Without the images, reproduce every entry exactly.

══ AVAILABLE DATA

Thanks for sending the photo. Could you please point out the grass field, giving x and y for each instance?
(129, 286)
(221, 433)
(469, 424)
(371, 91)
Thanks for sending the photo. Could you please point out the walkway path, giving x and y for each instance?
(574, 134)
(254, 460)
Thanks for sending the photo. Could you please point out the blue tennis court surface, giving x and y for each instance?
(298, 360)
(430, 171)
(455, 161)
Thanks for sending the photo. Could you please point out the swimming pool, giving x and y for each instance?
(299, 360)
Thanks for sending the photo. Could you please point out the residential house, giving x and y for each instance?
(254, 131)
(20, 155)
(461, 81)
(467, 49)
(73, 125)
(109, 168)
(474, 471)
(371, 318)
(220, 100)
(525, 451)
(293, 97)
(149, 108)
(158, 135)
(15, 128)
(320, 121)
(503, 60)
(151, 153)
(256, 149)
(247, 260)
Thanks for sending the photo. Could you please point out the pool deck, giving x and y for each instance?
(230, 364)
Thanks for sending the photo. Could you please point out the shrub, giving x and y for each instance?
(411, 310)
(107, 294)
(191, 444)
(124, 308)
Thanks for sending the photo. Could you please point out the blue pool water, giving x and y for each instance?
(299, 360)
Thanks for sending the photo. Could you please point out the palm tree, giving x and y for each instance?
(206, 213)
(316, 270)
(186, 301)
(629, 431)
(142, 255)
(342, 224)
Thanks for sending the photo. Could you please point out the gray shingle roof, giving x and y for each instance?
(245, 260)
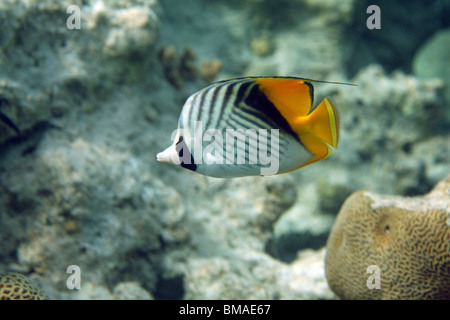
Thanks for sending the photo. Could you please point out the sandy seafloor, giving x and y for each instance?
(81, 185)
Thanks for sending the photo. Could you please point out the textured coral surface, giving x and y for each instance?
(408, 239)
(15, 286)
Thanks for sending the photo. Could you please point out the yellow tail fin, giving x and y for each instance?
(324, 123)
(319, 130)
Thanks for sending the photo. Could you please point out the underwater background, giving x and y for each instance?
(95, 102)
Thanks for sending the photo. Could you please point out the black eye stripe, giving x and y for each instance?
(185, 156)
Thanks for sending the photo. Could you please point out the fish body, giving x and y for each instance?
(253, 126)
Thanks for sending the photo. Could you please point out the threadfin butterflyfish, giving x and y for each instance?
(253, 126)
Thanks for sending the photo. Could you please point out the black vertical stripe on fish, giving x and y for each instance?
(189, 115)
(212, 106)
(259, 101)
(226, 98)
(183, 152)
(209, 106)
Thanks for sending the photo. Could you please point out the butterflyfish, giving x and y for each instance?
(253, 126)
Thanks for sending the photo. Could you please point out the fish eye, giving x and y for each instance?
(186, 159)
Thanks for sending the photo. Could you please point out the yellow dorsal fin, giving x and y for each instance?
(291, 96)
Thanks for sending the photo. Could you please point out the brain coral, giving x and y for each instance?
(407, 239)
(14, 286)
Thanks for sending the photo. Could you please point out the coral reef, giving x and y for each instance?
(15, 286)
(408, 239)
(431, 60)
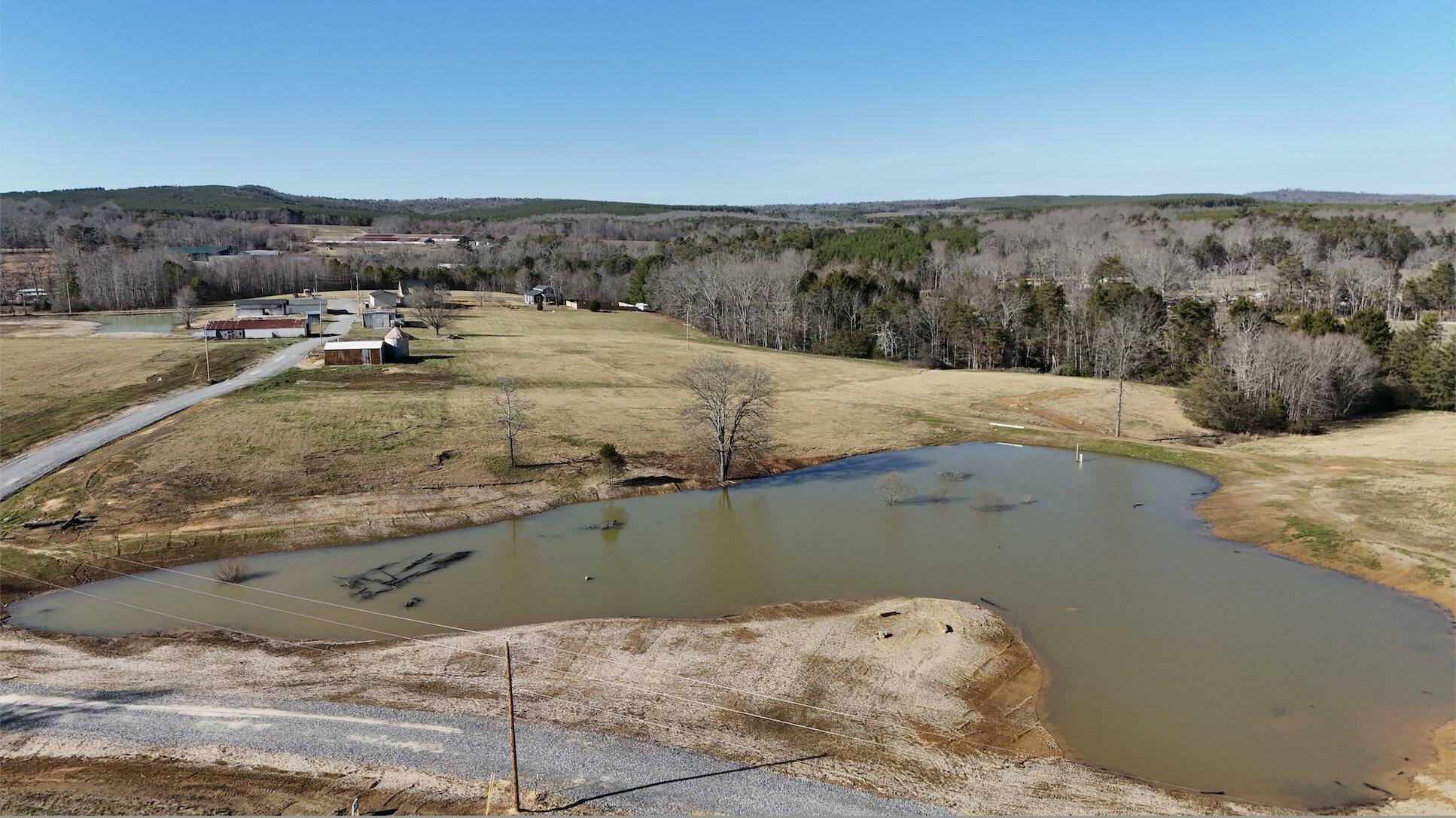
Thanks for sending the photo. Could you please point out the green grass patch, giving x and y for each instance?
(1434, 575)
(1318, 539)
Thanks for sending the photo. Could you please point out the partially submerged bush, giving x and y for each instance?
(232, 569)
(612, 459)
(893, 490)
(989, 501)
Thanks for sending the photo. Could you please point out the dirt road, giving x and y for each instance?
(625, 774)
(23, 471)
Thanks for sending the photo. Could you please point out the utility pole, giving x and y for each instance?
(510, 707)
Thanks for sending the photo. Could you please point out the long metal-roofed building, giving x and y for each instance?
(422, 239)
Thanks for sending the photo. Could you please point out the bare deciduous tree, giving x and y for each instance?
(513, 415)
(184, 306)
(893, 488)
(730, 408)
(1126, 338)
(436, 310)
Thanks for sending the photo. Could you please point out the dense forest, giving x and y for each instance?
(1275, 315)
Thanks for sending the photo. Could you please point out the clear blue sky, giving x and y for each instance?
(740, 102)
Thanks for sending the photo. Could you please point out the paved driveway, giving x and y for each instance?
(583, 768)
(29, 468)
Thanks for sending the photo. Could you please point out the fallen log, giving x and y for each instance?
(76, 518)
(391, 575)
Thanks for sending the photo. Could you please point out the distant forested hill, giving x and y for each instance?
(1298, 195)
(257, 201)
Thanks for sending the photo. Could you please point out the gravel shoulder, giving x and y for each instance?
(925, 719)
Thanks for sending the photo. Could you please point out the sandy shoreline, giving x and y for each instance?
(941, 716)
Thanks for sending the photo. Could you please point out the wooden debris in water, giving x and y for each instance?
(386, 578)
(76, 518)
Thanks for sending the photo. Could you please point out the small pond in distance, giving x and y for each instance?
(1171, 654)
(139, 322)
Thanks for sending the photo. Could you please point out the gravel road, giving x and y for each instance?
(597, 769)
(29, 468)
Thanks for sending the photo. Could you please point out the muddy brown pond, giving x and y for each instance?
(1171, 654)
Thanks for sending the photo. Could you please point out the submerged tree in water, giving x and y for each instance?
(893, 488)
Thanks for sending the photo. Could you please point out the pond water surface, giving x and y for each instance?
(1171, 654)
(137, 322)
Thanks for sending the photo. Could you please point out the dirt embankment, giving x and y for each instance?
(48, 776)
(924, 699)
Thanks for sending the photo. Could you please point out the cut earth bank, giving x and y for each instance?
(1370, 499)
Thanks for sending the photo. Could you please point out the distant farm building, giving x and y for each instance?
(206, 252)
(419, 239)
(313, 309)
(413, 288)
(283, 326)
(352, 353)
(380, 318)
(397, 344)
(383, 299)
(544, 295)
(255, 307)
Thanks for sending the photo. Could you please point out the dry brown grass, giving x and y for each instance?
(319, 453)
(59, 383)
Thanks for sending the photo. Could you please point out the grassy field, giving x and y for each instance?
(357, 453)
(57, 383)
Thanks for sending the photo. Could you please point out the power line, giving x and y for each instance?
(650, 691)
(536, 693)
(733, 688)
(434, 646)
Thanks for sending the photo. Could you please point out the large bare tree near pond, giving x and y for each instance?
(511, 415)
(184, 306)
(728, 411)
(1125, 341)
(434, 310)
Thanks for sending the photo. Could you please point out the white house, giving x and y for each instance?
(271, 326)
(544, 295)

════

_EXPECTED ANSWER:_
Thanks for sending the photo. Could you please point out the grass field, giving x and y for each instance?
(129, 286)
(221, 433)
(469, 424)
(371, 91)
Thanks for sending the photo. Could you please point out the walkway path, giving x and y for each instance?
(574, 134)
(254, 460)
Thanks for sending the photo. Could you please point out the blue tennis court surface, giving x and y for each instance?
(298, 360)
(430, 171)
(455, 161)
Thanks for sending the photo. Could you please point out the swimming pool, giving x and y for each instance?
(299, 360)
Thanks for sending the photo. Could you please point out the residential house, giving x and y for each instance?
(254, 131)
(20, 155)
(461, 81)
(467, 49)
(73, 125)
(109, 168)
(474, 471)
(371, 318)
(220, 100)
(525, 451)
(293, 97)
(149, 108)
(158, 135)
(15, 128)
(320, 121)
(503, 60)
(151, 153)
(256, 149)
(247, 260)
Thanks for sending the photo. Could you please point out the pool deck, giving x and y for each instance?
(230, 364)
Thanks for sending the photo. Could you please point out the shrub, giving x and y for each instance?
(411, 310)
(107, 294)
(191, 444)
(124, 308)
Thanks for sending the photo. Could you please point out the blue pool water, giving x and y for each instance?
(299, 360)
Thanks for sending the photo. Could you please point out the palm tree, giving x and y for each instance?
(206, 213)
(316, 270)
(186, 301)
(629, 431)
(142, 255)
(342, 224)
Thanks for sending the photo. Could you please point out the gray shingle roof, giving x and y for each instance?
(245, 260)
Thanks for sending the photo. Could you please point out the sandy seafloor, giving x and y for each instance?
(81, 185)
Thanks for sending the photo. Could you please point out the textured coral surface, giving x and y for each instance?
(408, 239)
(15, 286)
Thanks for sending the photo. Could you please point out the yellow tail fin, giving x and y for each instance?
(324, 123)
(319, 130)
Thanks for sending the photo. Could you please point out the underwater background, giving x and y for each instance?
(95, 102)
Thanks for sending the photo. Could you please point out the black eye stripe, giving x and y for each instance?
(185, 156)
Thanks for sending the photo. Could you please point out the fish body, giving x and y for each instance?
(253, 126)
Thanks for sending the photo. Could you please point out the threadfin butterflyfish, giving x and y for each instance?
(253, 126)
Thanks for sending the photo. Could you please point out the black vertical stripe on fish, giving x and y for each instance?
(189, 115)
(212, 106)
(259, 101)
(226, 98)
(183, 152)
(209, 106)
Thanks for sending the photo. Could you please point out the butterflyfish, giving x and y for each instance?
(253, 126)
Thanks for sending the photo. Could you please point out the fish eye, giving x and y for each instance?
(186, 159)
Thanks for sending the photo. Could you please point out the yellow dorsal fin, giving x and y for each instance?
(291, 96)
Thanks for sending the photo. Could you please point out the brain coral, giving x and y for each instance?
(407, 239)
(14, 286)
Thanks for sending the photo. Could you please point out the coral reef, giving x and y for each instance?
(15, 286)
(408, 239)
(431, 60)
Thanks for sending the photo. Could you please point out the green grass patch, giving x and y for each instance?
(1434, 575)
(1318, 539)
Thanks for sending the photo. Could you please point out the partially submerged bush, giving x and y for each instance?
(232, 569)
(612, 459)
(893, 490)
(989, 501)
Thanks for sending the photo. Could you please point out the dirt road, giving x and y for each instance?
(625, 774)
(23, 471)
Thanks for sending the photo. Could you please point out the utility pole, giving x and y for each instance?
(510, 707)
Thanks for sending the photo. Could you please point out the long metal-roofed building, giving x and y for each instance?
(422, 239)
Thanks for sending the photo. Could you please point out the bare deciduous tree, giving x and y for each instance?
(513, 415)
(184, 306)
(893, 488)
(730, 408)
(1126, 338)
(436, 310)
Thanks for sending the photo. Could you please point out the dense forest, giving x and y for each instance?
(1275, 315)
Thanks for sending the photo. Could you please point out the clear blue sky, giving x and y for each instance?
(740, 102)
Thanks for sending the photo. Could you please point out the paved driveway, giving x and y for each instance?
(583, 768)
(29, 468)
Thanks for sending the photo. Could you please point out the fallen log, giving x and y for each instance?
(76, 518)
(391, 575)
Thanks for sending the photo. Could you please point out the distant forested hill, giving x and y for each instance?
(1298, 195)
(257, 201)
Thanks for sending the photo. Could you please point out the gravel shoulder, giving x and y for each instance?
(925, 719)
Thanks for sending the photo. Could you please point out the sandy shoreline, giving x and y for each instance?
(941, 716)
Thanks for sending the photo. Could you please point out the wooden debris in water, giving x and y for each instance?
(386, 578)
(76, 518)
Thanks for sending the photo. Could you please point out the small pond in distance, giving x and y for each instance?
(1171, 654)
(139, 322)
Thanks for sending the photo. Could you please point out the gravel road, giving x and y for each instance?
(597, 769)
(29, 468)
Thanks for sending the photo. Could you please point out the muddy brown pond, giving x and y for each instance?
(1171, 654)
Thanks for sending the photo. Could you please point out the submerged tree in water, giving x and y for each instance?
(893, 488)
Thanks for sending the photo. Could you please point out the pond water surface, giving x and y for each instance?
(1171, 654)
(137, 322)
Thanks for sending the photo. Could you please point out the dirt embankment, giving x and y for each instance?
(48, 776)
(924, 699)
Thanks for sending the photo. Could you please point out the cut earth bank, giving x and y for each instance?
(1370, 499)
Thanks for sending the photo. Could you please point out the distant farm building, giving x and y for each instance?
(206, 252)
(419, 239)
(313, 309)
(413, 288)
(283, 326)
(352, 353)
(380, 318)
(397, 344)
(383, 299)
(544, 295)
(255, 307)
Thanks for sending the photo. Could you please point out the dry brown grass, giving x and y for each instance?
(319, 453)
(59, 383)
Thanks for sending the photo. Could you please point out the grassy field, giving x and y for each instance?
(357, 453)
(57, 383)
Thanks for sending the photo. Could you please point out the power line, giving x and y for each instance?
(650, 691)
(536, 693)
(733, 688)
(434, 646)
Thanks for sending the photo. Could you please point out the large bare tree near pond, giving x and y for each instance?
(511, 415)
(184, 306)
(728, 411)
(1125, 341)
(434, 310)
Thanks for sending the photo. Could you please point out the white house, giving x and y for each instance?
(271, 326)
(544, 295)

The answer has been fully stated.